*Records from a dataset:*
◇ ◇ ◇ ◇ ◇

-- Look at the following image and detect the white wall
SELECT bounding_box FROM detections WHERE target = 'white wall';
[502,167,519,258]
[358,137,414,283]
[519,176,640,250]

◇ ◇ ◇ ◇ ◇

*Exercise instructions:* Write out the data above once more, exactly as it stands.

*Exercise solution:*
-- Look at the following image and detect the white wall
SELECT bounding_box FROM detections WHERE target = 'white wall';
[502,167,519,258]
[358,137,414,283]
[519,176,640,250]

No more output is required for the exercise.